Polecenie 1 ->
Przesuń o 109 każdą liczbę w odpowiedziach we wpisach poniżej, czyli współrzędne punktów oraz wymiary w viewBox. Przepisz wszystkie wiersze wpisów od ich początku do wiersza zawierającego „84 117 L 73” włącznie, także te bez odpowiedzi.

Treść dokumentu ->
***

Oto „gotowiec” dla tych, dla których zachodnia Sycylia pozostaje nieodkryta, a samochodu z sobie znanych powodów nie wypożyczają. Dementuję, że się nie da bez auta: 11 z 12 propozycji przerobiłam na własnej skórze. Jestem cała i zdrowa, więc można. Na początek kilka rad, wskazówek i ostrzeżeń.
Najlepiej stacjonować w Trapani. Z kilkoma wyjątkami pobliskie miasteczka tak czy inaczej wymuszają dotarcie najpierw do Trapani. Traci się przez to mnóstwo czasu: umówmy się komunikacja autobusowa nie kursuje co pięć minut. Trapani, choć bywa odbierane jako mało atrakcyjne, jest dogodnym punktem wypadowym do penetrowania zachodu wyspy. Jest stolicą prowincji i ma dworzec autobusowy, kolejowy i port z wodolotami i promami.
Wszystkie proponowane wycieczki zakładają ochotę, by wstać dość wcześnie i wrócić późno. Niektóre z mniej lub bardziej napiętym programem zwiedzania. Niemniej wszystkie możliwe do zrealizowania w ciągu jednego dnia. (Prawie) wszystkie sprawdziłam osobiście i ręczę głową, że przy odrobinie samodyscypliny nie polegają na przyjechaniu, zaliczeniu, odjechaniu. Niektóre miejsca faktycznie wymagają poświęcenia im więcej niż jednego dnia, ale zaświadczam, że już przy paru godzinach można „wczuć” się w klimat, a nawet zobaczyć coś więcej niż główny deptak.

***

Polecenie 2 ->
Odpowiedz krótko na pytania do tekstu o zachodniej Sycylii:
(a) Które miasto tekst wskazuje jako najlepsze miejsce na stacjonowanie?
(b) Ile z 12 propozycji zostało sprawdzonych osobiście?
(c) Jakie dworce i jaki port ma Trapani?

***

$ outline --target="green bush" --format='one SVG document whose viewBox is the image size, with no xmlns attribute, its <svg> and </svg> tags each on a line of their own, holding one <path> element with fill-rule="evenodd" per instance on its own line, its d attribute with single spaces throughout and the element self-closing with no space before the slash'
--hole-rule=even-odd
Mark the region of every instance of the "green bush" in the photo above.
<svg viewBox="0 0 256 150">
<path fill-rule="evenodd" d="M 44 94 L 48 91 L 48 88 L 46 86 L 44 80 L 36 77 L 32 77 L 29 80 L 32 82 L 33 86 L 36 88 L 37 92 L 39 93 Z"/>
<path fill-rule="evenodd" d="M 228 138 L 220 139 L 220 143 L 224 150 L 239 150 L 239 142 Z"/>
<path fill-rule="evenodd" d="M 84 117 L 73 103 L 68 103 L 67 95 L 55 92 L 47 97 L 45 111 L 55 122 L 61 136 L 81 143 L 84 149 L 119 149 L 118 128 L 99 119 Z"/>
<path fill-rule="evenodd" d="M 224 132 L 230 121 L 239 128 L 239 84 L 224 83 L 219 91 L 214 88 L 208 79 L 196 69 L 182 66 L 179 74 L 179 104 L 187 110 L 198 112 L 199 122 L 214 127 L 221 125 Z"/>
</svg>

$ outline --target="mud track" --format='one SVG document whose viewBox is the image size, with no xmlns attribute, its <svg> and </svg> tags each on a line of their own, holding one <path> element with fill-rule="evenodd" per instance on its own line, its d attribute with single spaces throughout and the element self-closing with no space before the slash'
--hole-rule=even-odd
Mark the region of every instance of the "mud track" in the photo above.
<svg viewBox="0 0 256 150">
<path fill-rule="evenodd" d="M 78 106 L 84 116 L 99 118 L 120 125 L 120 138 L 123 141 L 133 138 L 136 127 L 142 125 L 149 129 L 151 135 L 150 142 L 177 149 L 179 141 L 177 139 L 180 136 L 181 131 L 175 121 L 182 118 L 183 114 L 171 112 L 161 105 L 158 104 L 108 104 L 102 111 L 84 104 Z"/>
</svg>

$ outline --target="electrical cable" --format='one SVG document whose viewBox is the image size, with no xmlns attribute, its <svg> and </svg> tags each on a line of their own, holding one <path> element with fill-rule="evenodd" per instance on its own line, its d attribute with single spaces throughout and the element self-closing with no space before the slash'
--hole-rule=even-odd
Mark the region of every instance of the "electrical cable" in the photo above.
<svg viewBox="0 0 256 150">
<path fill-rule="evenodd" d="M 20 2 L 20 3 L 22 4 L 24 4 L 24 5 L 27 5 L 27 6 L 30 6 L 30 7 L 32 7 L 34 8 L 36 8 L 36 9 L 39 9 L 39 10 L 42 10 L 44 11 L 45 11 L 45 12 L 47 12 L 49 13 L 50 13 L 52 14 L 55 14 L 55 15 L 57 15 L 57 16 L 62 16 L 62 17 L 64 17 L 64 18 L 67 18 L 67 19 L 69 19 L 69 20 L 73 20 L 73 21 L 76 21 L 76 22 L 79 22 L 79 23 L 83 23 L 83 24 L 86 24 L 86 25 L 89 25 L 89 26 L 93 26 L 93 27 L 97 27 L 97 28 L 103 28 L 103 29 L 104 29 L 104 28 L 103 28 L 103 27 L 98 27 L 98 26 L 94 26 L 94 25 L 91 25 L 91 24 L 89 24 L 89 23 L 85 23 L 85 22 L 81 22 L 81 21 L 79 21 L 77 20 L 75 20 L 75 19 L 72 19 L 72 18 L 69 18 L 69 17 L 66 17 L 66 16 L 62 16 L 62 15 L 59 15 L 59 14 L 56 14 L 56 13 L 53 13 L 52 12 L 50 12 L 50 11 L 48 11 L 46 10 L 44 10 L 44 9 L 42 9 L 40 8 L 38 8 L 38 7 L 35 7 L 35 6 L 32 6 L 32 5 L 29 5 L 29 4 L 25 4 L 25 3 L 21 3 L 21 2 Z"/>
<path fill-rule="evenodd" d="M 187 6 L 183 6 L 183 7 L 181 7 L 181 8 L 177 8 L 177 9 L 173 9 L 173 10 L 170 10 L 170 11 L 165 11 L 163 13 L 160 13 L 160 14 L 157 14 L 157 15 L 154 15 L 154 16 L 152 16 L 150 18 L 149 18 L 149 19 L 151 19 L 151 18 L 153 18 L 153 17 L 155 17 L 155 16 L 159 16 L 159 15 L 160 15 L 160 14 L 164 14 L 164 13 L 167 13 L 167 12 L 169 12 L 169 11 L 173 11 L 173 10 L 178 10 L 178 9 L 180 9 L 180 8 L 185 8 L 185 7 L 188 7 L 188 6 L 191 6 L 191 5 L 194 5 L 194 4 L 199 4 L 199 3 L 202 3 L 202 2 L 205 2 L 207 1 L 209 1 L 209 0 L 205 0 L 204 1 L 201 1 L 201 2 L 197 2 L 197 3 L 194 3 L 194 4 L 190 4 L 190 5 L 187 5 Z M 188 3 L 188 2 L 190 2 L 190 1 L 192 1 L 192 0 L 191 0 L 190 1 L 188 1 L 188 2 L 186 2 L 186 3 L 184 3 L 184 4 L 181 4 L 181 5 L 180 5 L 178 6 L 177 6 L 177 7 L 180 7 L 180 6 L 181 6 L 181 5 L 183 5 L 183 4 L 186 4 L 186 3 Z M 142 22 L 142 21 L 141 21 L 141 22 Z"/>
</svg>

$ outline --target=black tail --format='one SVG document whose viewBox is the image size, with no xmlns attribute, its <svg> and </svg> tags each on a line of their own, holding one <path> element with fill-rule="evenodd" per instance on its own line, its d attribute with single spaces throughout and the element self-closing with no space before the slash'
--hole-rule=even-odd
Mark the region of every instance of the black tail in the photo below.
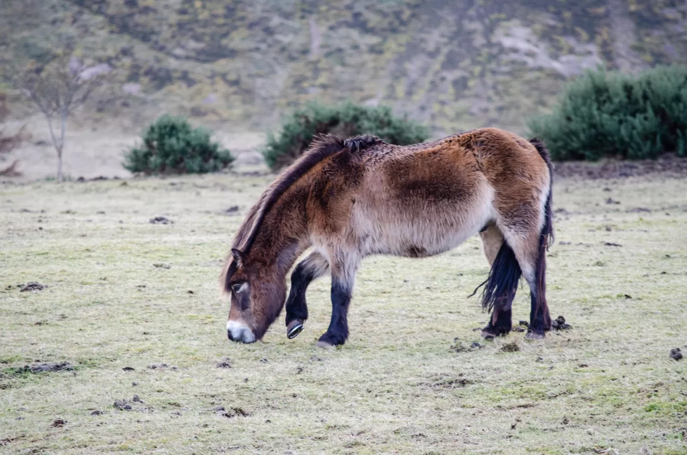
<svg viewBox="0 0 687 455">
<path fill-rule="evenodd" d="M 539 153 L 539 156 L 546 162 L 546 166 L 549 168 L 549 195 L 546 198 L 546 206 L 544 209 L 544 225 L 541 228 L 541 235 L 545 237 L 544 239 L 546 243 L 545 249 L 548 249 L 549 245 L 554 243 L 553 217 L 551 214 L 551 205 L 553 203 L 553 195 L 552 193 L 554 185 L 554 164 L 551 162 L 551 155 L 549 153 L 549 149 L 546 148 L 546 144 L 543 140 L 539 137 L 533 137 L 530 140 L 530 144 L 534 146 L 534 148 Z M 543 252 L 540 247 L 539 256 L 541 256 Z"/>
<path fill-rule="evenodd" d="M 546 252 L 549 245 L 554 242 L 553 216 L 551 212 L 552 186 L 554 183 L 554 166 L 546 144 L 541 139 L 533 138 L 530 142 L 534 146 L 539 155 L 546 162 L 549 168 L 549 195 L 546 198 L 544 209 L 544 225 L 539 236 L 539 257 L 537 260 L 535 280 L 537 292 L 531 293 L 532 311 L 530 313 L 530 329 L 543 335 L 543 330 L 551 328 L 551 316 L 549 315 L 548 305 L 546 304 Z"/>
<path fill-rule="evenodd" d="M 489 311 L 494 310 L 496 312 L 510 310 L 521 274 L 522 271 L 515 258 L 515 253 L 508 243 L 504 242 L 491 265 L 488 278 L 477 287 L 478 289 L 483 285 L 486 285 L 482 291 L 482 307 Z M 475 292 L 477 292 L 477 289 L 475 289 Z M 474 294 L 473 292 L 473 295 Z M 508 330 L 510 329 L 509 326 Z"/>
</svg>

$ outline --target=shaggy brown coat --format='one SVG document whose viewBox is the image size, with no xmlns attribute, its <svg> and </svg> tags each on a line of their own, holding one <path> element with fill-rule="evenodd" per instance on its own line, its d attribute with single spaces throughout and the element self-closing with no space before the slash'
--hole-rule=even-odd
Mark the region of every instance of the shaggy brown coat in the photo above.
<svg viewBox="0 0 687 455">
<path fill-rule="evenodd" d="M 552 234 L 551 183 L 541 141 L 494 128 L 405 146 L 368 135 L 322 137 L 280 175 L 236 234 L 221 276 L 232 296 L 227 335 L 263 336 L 284 306 L 286 274 L 313 247 L 292 276 L 289 335 L 307 318 L 308 284 L 328 271 L 332 323 L 320 341 L 342 344 L 363 258 L 429 256 L 480 232 L 492 265 L 483 304 L 493 312 L 484 334 L 510 330 L 521 273 L 532 299 L 528 335 L 543 337 L 550 326 L 543 252 Z"/>
</svg>

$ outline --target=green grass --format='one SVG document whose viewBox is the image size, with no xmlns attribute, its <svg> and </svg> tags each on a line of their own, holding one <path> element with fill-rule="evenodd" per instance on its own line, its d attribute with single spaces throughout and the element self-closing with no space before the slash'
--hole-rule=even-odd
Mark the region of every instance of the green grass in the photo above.
<svg viewBox="0 0 687 455">
<path fill-rule="evenodd" d="M 687 344 L 687 181 L 556 183 L 567 212 L 548 300 L 569 331 L 480 340 L 488 316 L 466 296 L 488 271 L 473 238 L 429 259 L 364 261 L 350 338 L 330 350 L 315 346 L 328 278 L 308 291 L 297 338 L 282 316 L 262 342 L 226 339 L 217 278 L 267 183 L 0 186 L 0 453 L 687 453 L 687 360 L 668 355 Z M 234 205 L 241 216 L 221 213 Z M 652 212 L 627 212 L 637 207 Z M 157 215 L 174 223 L 148 223 Z M 20 292 L 28 281 L 48 287 Z M 526 287 L 516 323 L 529 318 Z M 457 352 L 455 337 L 486 346 Z M 216 368 L 225 357 L 232 367 Z M 38 361 L 76 368 L 22 373 Z M 132 410 L 113 407 L 122 399 Z"/>
</svg>

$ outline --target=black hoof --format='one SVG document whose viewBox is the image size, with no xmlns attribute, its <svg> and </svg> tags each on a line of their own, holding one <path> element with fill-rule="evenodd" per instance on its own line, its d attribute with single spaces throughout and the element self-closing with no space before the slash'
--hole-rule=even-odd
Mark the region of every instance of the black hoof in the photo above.
<svg viewBox="0 0 687 455">
<path fill-rule="evenodd" d="M 540 329 L 539 330 L 528 330 L 527 331 L 527 334 L 525 335 L 525 337 L 530 340 L 543 340 L 545 337 L 543 329 Z"/>
<path fill-rule="evenodd" d="M 321 348 L 326 348 L 330 346 L 339 346 L 346 342 L 346 337 L 344 335 L 337 333 L 325 333 L 317 340 L 317 346 Z"/>
<path fill-rule="evenodd" d="M 289 323 L 286 327 L 286 337 L 289 340 L 293 340 L 298 336 L 298 334 L 303 330 L 303 321 L 295 320 Z"/>
</svg>

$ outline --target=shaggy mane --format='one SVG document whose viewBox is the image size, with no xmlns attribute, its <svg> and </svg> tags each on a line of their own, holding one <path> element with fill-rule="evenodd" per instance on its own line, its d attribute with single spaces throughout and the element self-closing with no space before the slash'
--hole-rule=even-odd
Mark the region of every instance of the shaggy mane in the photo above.
<svg viewBox="0 0 687 455">
<path fill-rule="evenodd" d="M 316 137 L 310 148 L 277 177 L 276 180 L 251 208 L 236 233 L 234 247 L 247 255 L 258 236 L 265 217 L 282 195 L 318 163 L 348 146 L 346 141 L 339 136 L 327 135 Z M 229 253 L 221 277 L 225 292 L 229 291 L 229 280 L 236 269 L 236 262 Z"/>
</svg>

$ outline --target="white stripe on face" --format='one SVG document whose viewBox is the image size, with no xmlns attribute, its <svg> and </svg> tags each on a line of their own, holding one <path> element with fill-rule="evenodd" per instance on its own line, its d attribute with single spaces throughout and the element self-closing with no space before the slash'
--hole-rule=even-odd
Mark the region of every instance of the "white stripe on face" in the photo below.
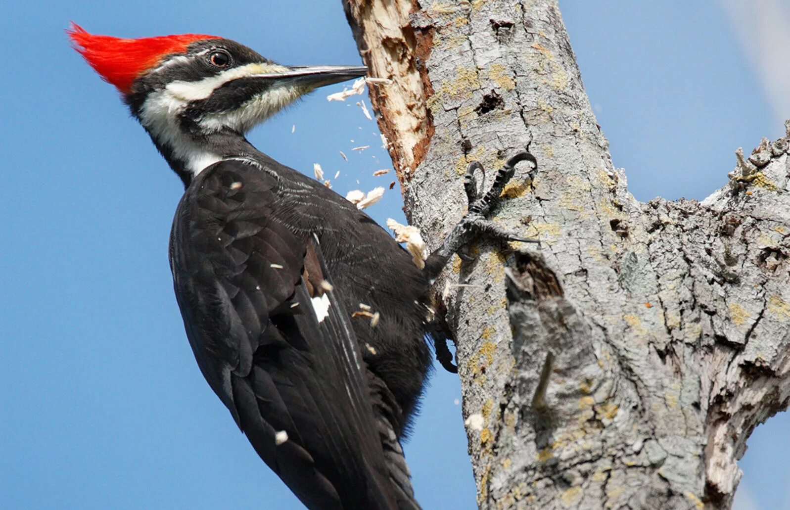
<svg viewBox="0 0 790 510">
<path fill-rule="evenodd" d="M 287 73 L 288 68 L 276 64 L 247 64 L 240 67 L 233 67 L 215 76 L 203 78 L 200 81 L 174 81 L 167 84 L 165 90 L 173 97 L 182 101 L 199 101 L 208 98 L 222 85 L 232 80 L 238 80 L 258 74 L 277 74 Z"/>
</svg>

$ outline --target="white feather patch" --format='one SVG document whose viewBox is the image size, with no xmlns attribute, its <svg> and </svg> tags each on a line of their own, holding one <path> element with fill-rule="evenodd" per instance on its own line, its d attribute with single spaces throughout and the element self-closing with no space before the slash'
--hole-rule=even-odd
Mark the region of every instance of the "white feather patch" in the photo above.
<svg viewBox="0 0 790 510">
<path fill-rule="evenodd" d="M 329 297 L 325 294 L 316 296 L 310 301 L 313 303 L 313 310 L 315 312 L 315 318 L 318 322 L 323 322 L 326 316 L 329 314 Z"/>
</svg>

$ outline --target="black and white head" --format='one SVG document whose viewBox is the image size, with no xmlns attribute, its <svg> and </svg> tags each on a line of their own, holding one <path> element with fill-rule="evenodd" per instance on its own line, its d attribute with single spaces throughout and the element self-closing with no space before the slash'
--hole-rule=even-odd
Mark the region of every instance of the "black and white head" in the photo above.
<svg viewBox="0 0 790 510">
<path fill-rule="evenodd" d="M 115 85 L 185 182 L 230 145 L 318 87 L 364 76 L 362 66 L 286 66 L 227 39 L 182 34 L 121 39 L 73 24 L 77 50 Z"/>
</svg>

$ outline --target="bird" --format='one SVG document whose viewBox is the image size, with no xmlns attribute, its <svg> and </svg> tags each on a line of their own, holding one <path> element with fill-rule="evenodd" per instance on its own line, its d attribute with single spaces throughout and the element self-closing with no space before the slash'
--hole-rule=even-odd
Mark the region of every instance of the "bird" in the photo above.
<svg viewBox="0 0 790 510">
<path fill-rule="evenodd" d="M 454 369 L 430 287 L 481 231 L 525 240 L 484 216 L 534 158 L 511 159 L 485 195 L 470 166 L 469 213 L 420 268 L 354 204 L 246 137 L 366 67 L 282 66 L 202 34 L 67 32 L 183 182 L 176 300 L 201 372 L 256 452 L 308 508 L 419 508 L 401 441 L 431 371 L 427 339 Z"/>
</svg>

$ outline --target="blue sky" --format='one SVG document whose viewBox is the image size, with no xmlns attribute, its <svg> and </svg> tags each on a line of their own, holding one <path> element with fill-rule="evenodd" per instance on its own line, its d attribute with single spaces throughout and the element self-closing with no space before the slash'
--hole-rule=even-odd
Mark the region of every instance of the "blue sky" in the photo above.
<svg viewBox="0 0 790 510">
<path fill-rule="evenodd" d="M 615 164 L 638 198 L 704 198 L 726 182 L 736 148 L 783 133 L 788 83 L 769 63 L 787 54 L 766 53 L 788 47 L 790 5 L 744 2 L 561 2 Z M 119 36 L 211 33 L 286 64 L 357 64 L 340 2 L 9 2 L 4 12 L 3 507 L 299 508 L 190 351 L 167 260 L 182 186 L 63 29 L 73 20 Z M 341 193 L 386 186 L 391 174 L 371 175 L 392 167 L 375 122 L 354 104 L 367 96 L 327 103 L 326 93 L 250 140 L 303 171 L 321 163 Z M 351 150 L 361 145 L 371 148 Z M 368 211 L 383 223 L 402 220 L 400 208 L 396 187 Z M 406 445 L 427 510 L 476 508 L 458 398 L 455 377 L 437 370 Z M 790 508 L 788 426 L 777 416 L 750 440 L 738 508 Z"/>
</svg>

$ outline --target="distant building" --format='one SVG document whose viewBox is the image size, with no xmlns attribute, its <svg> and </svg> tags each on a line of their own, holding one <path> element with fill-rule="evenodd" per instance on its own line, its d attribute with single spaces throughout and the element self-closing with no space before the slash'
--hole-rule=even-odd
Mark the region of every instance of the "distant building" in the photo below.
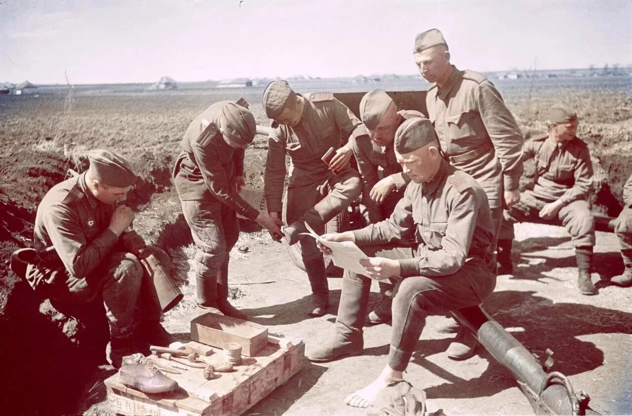
<svg viewBox="0 0 632 416">
<path fill-rule="evenodd" d="M 252 86 L 252 80 L 248 78 L 222 80 L 217 85 L 218 88 L 240 88 L 245 86 Z"/>
<path fill-rule="evenodd" d="M 178 83 L 168 76 L 163 76 L 155 84 L 149 86 L 147 90 L 155 91 L 158 90 L 177 90 Z"/>
<path fill-rule="evenodd" d="M 21 84 L 20 84 L 15 87 L 13 90 L 13 93 L 16 95 L 21 95 L 23 94 L 35 94 L 37 92 L 37 86 L 33 85 L 28 81 L 25 81 Z"/>
</svg>

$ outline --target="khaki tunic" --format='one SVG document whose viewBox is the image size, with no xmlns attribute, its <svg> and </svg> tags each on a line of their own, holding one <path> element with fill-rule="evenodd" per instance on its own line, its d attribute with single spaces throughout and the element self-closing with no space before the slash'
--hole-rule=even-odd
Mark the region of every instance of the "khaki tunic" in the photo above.
<svg viewBox="0 0 632 416">
<path fill-rule="evenodd" d="M 224 141 L 219 131 L 222 108 L 233 101 L 216 102 L 193 119 L 180 143 L 183 152 L 176 161 L 174 182 L 181 201 L 218 201 L 251 220 L 258 215 L 237 192 L 235 177 L 243 175 L 243 149 Z M 213 135 L 202 134 L 201 121 L 217 128 Z"/>
<path fill-rule="evenodd" d="M 285 182 L 286 155 L 290 157 L 288 188 L 324 183 L 334 174 L 320 158 L 339 148 L 362 123 L 329 92 L 303 96 L 305 106 L 298 126 L 281 124 L 268 138 L 264 186 L 268 210 L 280 212 Z"/>
<path fill-rule="evenodd" d="M 410 183 L 389 218 L 353 233 L 358 246 L 414 237 L 415 257 L 399 260 L 402 277 L 452 275 L 474 258 L 482 259 L 490 272 L 495 266 L 487 196 L 471 176 L 446 162 L 430 182 Z"/>
<path fill-rule="evenodd" d="M 453 66 L 446 85 L 428 90 L 428 118 L 449 157 L 482 154 L 453 165 L 471 175 L 485 189 L 492 208 L 502 206 L 502 191 L 515 191 L 523 172 L 523 138 L 500 93 L 483 75 Z M 502 178 L 502 182 L 501 182 Z"/>
<path fill-rule="evenodd" d="M 418 111 L 412 110 L 402 110 L 398 114 L 400 116 L 400 124 L 409 118 L 423 116 Z M 353 152 L 358 163 L 358 171 L 362 177 L 362 202 L 367 207 L 371 222 L 384 219 L 379 205 L 369 198 L 371 189 L 380 179 L 379 168 L 383 170 L 384 177 L 390 176 L 392 179 L 397 191 L 403 191 L 410 182 L 408 175 L 401 172 L 401 166 L 395 157 L 394 145 L 394 142 L 391 142 L 384 147 L 377 145 L 371 140 L 363 124 L 356 129 L 349 138 L 348 146 Z M 398 194 L 398 196 L 401 196 Z"/>
</svg>

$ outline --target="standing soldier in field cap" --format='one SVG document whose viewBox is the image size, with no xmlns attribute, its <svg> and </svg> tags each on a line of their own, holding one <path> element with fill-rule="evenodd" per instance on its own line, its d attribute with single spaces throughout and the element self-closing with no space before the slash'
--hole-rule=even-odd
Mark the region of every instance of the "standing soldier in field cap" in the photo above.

***

Gotowa odpowiedź 1 ->
$ outline --target="green bush" --format='one SVG document whose viewBox is the image size, with no xmlns attribute, its <svg> and </svg> tags each on a line of their own, holding one <path> element with fill-rule="evenodd" per instance on its own line, its d attribute with single spaces throughout and the element self-closing with no space before the slash'
--hole-rule=even-odd
Mark the region of every instance of the "green bush" in the photo above.
<svg viewBox="109 109 365 259">
<path fill-rule="evenodd" d="M 153 203 L 157 200 L 157 197 L 155 195 L 153 189 L 145 186 L 141 186 L 138 189 L 141 191 L 142 195 L 145 197 L 146 201 L 148 202 Z"/>
<path fill-rule="evenodd" d="M 337 247 L 329 248 L 329 252 L 333 259 L 348 259 L 348 251 Z"/>
<path fill-rule="evenodd" d="M 193 226 L 182 212 L 177 212 L 176 204 L 164 201 L 156 206 L 154 220 L 164 231 L 170 245 L 190 252 L 193 258 L 228 258 L 227 237 L 208 228 Z"/>

Gotowa odpowiedź 2 ->
(a) Trapani.
(b) 11.
(c) Dworzec autobusowy i kolejowy oraz port z wodolotami i promami.